◆ **Provided data**
════════════════

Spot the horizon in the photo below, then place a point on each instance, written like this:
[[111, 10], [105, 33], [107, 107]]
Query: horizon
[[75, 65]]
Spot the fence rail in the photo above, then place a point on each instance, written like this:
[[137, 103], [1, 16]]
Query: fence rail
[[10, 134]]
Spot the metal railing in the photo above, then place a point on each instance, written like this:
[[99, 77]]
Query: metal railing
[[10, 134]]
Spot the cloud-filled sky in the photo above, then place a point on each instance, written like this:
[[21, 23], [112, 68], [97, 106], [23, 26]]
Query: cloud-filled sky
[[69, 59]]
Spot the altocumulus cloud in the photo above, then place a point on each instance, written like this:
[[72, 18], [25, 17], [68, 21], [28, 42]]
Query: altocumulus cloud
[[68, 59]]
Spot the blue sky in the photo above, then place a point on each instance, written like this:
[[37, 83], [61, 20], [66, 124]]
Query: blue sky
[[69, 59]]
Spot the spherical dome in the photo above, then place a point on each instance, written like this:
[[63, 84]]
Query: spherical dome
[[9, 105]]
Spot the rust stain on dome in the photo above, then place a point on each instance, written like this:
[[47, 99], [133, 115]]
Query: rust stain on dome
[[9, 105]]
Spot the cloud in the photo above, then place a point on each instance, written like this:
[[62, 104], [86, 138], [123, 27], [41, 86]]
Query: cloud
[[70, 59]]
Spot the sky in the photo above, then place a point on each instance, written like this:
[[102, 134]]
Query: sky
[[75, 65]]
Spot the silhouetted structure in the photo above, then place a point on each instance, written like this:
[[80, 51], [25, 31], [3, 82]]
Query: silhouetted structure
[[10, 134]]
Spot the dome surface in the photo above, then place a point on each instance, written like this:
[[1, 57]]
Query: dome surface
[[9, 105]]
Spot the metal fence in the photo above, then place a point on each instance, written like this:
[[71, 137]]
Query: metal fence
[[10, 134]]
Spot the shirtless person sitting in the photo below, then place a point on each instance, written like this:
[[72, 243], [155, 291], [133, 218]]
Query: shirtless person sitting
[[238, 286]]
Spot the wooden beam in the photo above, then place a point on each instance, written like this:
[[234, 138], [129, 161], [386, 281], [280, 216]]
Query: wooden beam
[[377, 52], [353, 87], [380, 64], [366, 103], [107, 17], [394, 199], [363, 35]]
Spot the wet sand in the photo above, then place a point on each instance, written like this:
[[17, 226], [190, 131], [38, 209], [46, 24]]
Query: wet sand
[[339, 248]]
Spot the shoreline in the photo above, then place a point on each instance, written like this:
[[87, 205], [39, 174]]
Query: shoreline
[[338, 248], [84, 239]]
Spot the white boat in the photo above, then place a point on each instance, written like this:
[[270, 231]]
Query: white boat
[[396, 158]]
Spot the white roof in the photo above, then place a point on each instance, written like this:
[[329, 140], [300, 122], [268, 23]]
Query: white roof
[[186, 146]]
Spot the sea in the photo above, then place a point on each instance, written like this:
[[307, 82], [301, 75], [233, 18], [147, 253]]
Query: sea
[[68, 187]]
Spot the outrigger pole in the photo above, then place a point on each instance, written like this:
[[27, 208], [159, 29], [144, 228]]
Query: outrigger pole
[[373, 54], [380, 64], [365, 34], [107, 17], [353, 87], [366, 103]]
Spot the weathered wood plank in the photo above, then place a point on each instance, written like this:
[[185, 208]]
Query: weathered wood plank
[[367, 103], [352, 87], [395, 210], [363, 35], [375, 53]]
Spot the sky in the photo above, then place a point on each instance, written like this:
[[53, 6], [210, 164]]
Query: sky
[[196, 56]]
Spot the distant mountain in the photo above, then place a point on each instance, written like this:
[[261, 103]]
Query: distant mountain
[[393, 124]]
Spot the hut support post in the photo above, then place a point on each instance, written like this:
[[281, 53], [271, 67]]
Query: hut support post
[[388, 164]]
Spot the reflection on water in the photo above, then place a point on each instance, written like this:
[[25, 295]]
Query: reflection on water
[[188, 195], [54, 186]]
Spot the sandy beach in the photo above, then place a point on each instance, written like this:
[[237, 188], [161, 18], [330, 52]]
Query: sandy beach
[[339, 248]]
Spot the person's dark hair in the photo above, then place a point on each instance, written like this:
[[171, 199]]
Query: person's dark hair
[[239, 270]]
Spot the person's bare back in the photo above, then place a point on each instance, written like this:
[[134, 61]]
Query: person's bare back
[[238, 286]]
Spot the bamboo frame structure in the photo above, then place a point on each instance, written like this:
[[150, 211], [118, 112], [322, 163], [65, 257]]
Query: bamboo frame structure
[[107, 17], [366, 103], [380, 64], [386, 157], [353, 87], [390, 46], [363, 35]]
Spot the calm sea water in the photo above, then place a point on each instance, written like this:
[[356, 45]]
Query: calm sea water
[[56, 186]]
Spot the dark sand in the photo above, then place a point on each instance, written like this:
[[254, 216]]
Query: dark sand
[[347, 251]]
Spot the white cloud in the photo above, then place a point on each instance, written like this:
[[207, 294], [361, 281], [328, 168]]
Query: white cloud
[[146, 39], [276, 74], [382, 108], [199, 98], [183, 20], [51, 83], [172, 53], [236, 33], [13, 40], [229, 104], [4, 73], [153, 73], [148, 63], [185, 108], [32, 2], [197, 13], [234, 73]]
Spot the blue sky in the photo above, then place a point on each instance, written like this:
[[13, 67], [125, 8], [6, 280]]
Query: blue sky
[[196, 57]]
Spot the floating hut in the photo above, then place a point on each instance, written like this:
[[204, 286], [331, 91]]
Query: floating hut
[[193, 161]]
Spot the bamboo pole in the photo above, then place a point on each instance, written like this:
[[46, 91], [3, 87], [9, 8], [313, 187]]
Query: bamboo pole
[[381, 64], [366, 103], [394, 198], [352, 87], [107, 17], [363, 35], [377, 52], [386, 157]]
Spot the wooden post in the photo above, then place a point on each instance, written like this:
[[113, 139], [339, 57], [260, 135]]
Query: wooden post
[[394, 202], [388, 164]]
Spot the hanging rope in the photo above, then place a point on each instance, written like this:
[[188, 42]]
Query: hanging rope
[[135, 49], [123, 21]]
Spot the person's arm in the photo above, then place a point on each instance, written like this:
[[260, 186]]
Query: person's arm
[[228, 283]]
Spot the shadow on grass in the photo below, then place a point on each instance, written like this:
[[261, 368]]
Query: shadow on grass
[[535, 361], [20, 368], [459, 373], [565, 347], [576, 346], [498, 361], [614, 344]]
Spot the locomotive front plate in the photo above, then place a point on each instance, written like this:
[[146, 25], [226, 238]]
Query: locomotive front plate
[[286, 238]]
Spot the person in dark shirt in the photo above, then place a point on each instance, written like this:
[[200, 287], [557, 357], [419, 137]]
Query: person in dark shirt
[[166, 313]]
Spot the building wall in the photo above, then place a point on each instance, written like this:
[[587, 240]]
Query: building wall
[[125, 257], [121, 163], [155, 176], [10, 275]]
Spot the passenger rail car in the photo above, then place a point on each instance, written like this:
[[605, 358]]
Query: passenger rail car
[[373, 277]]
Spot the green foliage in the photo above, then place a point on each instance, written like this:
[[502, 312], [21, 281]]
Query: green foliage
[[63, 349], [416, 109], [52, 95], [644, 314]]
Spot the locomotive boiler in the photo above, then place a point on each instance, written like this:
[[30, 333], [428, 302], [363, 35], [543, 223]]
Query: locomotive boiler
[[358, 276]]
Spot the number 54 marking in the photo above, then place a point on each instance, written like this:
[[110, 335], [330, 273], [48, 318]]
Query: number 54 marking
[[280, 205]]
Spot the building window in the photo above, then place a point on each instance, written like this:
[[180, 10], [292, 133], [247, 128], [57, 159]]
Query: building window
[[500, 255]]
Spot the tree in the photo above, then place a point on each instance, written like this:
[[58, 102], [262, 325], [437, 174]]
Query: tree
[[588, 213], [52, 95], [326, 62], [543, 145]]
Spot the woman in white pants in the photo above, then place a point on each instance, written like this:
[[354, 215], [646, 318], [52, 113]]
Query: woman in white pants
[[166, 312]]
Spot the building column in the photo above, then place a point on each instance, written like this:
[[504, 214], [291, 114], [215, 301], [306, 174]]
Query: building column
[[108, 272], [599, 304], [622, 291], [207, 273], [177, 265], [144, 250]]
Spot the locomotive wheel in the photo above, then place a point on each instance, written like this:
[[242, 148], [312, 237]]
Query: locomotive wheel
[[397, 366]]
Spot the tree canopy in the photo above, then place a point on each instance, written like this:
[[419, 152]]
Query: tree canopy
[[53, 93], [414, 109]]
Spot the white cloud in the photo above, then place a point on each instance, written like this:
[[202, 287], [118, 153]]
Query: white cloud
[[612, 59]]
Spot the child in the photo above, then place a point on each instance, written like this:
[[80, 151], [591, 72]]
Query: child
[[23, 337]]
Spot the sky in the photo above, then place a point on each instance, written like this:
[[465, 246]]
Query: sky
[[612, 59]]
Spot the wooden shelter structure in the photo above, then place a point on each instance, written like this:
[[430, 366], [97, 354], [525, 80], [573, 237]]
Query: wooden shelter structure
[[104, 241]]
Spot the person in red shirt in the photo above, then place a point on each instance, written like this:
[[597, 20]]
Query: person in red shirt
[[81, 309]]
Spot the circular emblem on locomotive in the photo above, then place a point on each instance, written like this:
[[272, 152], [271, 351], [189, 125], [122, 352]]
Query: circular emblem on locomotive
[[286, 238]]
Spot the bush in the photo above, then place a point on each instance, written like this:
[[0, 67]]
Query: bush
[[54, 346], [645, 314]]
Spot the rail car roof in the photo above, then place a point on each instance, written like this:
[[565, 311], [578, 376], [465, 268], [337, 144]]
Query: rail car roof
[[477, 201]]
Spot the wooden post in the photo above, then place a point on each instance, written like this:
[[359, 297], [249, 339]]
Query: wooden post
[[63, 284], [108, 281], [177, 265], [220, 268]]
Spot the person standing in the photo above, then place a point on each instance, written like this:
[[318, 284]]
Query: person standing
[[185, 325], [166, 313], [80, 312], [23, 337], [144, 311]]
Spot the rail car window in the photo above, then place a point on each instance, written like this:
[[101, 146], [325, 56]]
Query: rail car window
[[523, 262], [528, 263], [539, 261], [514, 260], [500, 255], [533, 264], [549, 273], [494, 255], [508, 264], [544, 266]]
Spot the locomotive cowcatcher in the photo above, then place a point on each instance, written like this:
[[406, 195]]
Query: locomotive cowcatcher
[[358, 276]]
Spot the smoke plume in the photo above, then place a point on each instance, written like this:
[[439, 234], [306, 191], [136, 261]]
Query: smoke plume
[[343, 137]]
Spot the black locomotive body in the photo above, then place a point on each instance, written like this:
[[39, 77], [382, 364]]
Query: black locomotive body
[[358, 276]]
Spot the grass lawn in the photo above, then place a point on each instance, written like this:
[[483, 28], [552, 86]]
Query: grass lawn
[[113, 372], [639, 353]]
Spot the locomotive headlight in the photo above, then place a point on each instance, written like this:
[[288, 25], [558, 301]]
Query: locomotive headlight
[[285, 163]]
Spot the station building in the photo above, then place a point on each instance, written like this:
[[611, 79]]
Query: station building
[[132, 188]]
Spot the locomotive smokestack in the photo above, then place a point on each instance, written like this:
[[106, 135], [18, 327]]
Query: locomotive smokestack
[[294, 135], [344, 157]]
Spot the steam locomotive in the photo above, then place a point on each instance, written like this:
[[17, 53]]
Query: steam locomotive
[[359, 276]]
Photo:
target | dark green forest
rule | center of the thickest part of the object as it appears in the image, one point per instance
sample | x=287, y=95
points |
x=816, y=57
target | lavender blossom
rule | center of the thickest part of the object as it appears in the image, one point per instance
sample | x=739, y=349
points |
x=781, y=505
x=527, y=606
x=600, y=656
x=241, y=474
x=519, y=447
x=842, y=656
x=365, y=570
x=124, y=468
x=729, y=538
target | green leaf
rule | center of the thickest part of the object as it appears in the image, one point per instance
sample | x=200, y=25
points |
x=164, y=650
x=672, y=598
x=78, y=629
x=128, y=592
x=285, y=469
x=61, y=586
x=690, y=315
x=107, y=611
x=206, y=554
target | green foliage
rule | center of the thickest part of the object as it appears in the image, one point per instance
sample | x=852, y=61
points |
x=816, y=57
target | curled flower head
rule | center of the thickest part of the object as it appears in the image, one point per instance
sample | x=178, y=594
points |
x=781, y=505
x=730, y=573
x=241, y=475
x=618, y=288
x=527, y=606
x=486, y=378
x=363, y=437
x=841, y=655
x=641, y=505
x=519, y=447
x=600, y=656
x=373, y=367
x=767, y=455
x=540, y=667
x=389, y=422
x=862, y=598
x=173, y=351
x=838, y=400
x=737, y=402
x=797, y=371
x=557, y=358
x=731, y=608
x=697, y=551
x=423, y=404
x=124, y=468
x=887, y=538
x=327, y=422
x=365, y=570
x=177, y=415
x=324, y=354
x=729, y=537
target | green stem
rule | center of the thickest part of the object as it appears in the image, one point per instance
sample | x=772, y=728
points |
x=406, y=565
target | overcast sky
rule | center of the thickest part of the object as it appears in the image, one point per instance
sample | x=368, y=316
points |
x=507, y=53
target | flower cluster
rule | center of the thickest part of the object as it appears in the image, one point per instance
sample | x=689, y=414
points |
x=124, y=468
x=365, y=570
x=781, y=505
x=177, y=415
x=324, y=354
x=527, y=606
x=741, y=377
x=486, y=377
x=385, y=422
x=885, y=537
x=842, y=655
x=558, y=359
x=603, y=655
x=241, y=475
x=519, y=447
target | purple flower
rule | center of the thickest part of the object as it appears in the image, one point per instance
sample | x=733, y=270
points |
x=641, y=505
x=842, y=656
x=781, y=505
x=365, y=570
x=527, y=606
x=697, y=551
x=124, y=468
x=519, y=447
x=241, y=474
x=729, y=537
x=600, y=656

════════════════

◆ **Required action**
Every line from the line containing "Spot the grass" through the line containing "target | dark green forest" in the records above must be retyped exactly. Leave out the rest.

◆ **Solution to the problem**
Spot the grass lawn in the photo above, then place a point on each instance, written like this:
[[483, 28], [552, 86]]
Query: grass lawn
[[113, 372], [639, 353]]
Spot the locomotive headlight in the photo above, then place a point on each instance, written like this:
[[288, 25], [558, 301]]
Query: locomotive headlight
[[285, 163]]
Spot the station building in the photo above, then place a point on each instance, written like this:
[[611, 79]]
Query: station building
[[132, 188]]
Spot the locomotive smokestack in the photo above, then place a point on each instance, written like this:
[[106, 135], [18, 327]]
Query: locomotive smokestack
[[294, 135], [344, 157]]
Spot the steam locomotive in the photo above, then place a point on each instance, written like this:
[[17, 53]]
Query: steam locomotive
[[359, 276]]
Photo:
target | dark green forest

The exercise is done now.